- JOB: Extract, verbatim, all lines starting at the one containing "TARGET: mountain range" and ending with the final line of the listing, and no others.

- THE DATA:
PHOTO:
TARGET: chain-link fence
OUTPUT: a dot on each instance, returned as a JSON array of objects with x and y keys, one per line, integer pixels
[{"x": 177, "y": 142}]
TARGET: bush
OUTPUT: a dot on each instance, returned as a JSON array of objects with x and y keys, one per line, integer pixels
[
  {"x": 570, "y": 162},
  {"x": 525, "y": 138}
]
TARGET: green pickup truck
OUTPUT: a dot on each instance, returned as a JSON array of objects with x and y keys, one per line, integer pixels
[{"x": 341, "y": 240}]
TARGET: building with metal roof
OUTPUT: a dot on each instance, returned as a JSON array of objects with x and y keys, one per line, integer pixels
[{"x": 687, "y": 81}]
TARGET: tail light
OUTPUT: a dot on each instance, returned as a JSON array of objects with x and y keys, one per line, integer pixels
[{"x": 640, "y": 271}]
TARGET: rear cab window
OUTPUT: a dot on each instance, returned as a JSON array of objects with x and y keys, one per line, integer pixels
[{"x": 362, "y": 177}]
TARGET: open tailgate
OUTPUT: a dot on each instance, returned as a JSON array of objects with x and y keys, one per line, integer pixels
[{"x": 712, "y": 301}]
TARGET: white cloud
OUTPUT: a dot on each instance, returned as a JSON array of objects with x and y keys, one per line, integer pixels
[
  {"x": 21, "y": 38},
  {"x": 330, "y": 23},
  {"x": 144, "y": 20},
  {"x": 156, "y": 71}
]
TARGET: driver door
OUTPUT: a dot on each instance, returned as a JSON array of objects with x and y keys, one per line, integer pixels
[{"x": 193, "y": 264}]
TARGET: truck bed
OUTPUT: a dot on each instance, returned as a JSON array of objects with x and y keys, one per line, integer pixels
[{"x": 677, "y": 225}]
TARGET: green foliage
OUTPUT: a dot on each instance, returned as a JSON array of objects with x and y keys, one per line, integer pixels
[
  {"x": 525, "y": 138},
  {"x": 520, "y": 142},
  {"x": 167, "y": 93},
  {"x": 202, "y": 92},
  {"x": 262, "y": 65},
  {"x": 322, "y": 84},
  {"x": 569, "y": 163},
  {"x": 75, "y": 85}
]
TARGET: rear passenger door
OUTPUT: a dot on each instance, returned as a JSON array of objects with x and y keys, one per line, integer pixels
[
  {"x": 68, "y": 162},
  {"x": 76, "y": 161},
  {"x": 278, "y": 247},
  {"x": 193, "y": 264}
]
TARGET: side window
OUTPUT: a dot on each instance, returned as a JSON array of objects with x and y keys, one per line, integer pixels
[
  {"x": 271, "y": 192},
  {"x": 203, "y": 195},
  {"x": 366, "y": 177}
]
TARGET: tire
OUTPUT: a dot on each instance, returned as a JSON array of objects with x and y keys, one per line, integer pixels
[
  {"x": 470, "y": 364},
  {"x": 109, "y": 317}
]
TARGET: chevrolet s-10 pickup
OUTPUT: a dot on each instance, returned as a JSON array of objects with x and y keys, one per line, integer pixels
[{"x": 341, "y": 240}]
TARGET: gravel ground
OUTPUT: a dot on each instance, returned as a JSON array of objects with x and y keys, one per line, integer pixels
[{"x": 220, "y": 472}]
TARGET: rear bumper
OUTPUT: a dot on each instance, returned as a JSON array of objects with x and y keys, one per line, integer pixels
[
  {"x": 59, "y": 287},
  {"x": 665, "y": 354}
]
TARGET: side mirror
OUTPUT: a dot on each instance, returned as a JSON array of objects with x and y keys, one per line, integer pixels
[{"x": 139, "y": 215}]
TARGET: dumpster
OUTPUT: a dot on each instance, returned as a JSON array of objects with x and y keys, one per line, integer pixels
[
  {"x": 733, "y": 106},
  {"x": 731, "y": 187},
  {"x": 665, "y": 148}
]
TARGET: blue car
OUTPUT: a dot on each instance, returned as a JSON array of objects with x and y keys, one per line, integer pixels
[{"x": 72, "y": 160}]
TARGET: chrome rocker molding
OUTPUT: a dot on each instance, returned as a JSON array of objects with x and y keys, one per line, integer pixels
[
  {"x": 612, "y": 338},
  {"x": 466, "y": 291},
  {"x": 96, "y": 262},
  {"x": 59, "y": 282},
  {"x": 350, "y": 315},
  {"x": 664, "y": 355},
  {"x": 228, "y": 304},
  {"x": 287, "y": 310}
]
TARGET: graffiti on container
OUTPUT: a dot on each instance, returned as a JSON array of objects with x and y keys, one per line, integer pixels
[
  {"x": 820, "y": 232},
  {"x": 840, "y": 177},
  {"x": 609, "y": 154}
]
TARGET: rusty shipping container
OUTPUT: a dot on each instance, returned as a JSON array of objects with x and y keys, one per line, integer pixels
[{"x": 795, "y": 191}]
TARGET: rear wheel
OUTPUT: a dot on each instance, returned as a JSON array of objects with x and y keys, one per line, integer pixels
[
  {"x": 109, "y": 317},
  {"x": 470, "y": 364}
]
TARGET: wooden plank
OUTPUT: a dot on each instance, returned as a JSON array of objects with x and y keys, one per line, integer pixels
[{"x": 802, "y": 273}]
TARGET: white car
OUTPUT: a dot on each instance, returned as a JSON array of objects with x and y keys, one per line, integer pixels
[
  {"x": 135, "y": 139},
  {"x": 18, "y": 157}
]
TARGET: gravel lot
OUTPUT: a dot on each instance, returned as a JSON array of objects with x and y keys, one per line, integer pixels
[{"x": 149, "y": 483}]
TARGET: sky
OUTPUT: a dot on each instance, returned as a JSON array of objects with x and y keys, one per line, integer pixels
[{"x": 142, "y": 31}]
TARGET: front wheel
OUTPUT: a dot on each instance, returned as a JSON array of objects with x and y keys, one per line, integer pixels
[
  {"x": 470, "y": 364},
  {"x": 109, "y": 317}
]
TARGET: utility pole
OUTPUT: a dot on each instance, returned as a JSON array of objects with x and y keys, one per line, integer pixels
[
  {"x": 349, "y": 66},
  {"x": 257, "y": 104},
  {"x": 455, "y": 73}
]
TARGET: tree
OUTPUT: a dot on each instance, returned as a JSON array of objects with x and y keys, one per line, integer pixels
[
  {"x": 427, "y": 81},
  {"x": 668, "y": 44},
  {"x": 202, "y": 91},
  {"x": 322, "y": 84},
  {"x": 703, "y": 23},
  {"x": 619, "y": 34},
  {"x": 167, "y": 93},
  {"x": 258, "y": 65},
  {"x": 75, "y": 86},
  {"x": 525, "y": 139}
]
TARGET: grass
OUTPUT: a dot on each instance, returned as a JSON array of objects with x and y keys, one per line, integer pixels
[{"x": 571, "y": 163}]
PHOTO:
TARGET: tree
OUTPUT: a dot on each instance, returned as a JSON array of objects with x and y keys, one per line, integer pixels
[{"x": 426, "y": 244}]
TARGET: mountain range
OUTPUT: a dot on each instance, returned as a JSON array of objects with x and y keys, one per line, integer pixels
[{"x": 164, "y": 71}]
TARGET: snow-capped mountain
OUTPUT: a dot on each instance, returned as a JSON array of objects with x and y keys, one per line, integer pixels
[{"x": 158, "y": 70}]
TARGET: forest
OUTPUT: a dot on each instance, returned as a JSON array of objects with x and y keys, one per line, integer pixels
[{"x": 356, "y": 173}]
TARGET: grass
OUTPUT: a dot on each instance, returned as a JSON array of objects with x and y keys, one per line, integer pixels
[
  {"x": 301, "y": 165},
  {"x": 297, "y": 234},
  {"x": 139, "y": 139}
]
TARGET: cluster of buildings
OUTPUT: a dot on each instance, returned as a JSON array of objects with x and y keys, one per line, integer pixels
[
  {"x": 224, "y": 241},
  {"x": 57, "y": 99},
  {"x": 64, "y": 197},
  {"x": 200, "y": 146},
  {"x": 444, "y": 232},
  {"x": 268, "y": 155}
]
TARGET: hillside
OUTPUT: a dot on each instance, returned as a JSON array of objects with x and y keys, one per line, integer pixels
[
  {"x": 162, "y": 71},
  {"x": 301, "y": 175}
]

- SOLUTION FOR THIS TASK:
TARGET: mountain range
OUTPUT: a dot on each instance, returned as a JSON array of objects with x and y keys, one per line, integer pixels
[{"x": 164, "y": 71}]
TARGET: snow-capped mountain
OUTPUT: a dot on each instance, returned as a JSON array of objects with x and y keys, one per line, integer pixels
[{"x": 158, "y": 70}]
TARGET: forest
OUTPUT: a dot on each instance, returned as a JSON array of objects with x and y keys, one per line, integer pixels
[{"x": 356, "y": 173}]
TARGET: grass
OUTPUT: a dot on each instance, returned as a JSON array of objects with x and y keys, one per line, integer pixels
[
  {"x": 301, "y": 165},
  {"x": 297, "y": 234},
  {"x": 139, "y": 139}
]
TARGET: cluster of buildings
OUTPUT: a dot on each instance, returned as a JSON array of objects with x and y keys, one per line, integer pixels
[
  {"x": 224, "y": 241},
  {"x": 57, "y": 99},
  {"x": 64, "y": 197},
  {"x": 200, "y": 146},
  {"x": 444, "y": 232},
  {"x": 268, "y": 155}
]
TARGET: hillside
OUTPUT: a dot on each instance, returned as a JSON array of objects with x and y keys, one per line, integer pixels
[
  {"x": 162, "y": 71},
  {"x": 301, "y": 175}
]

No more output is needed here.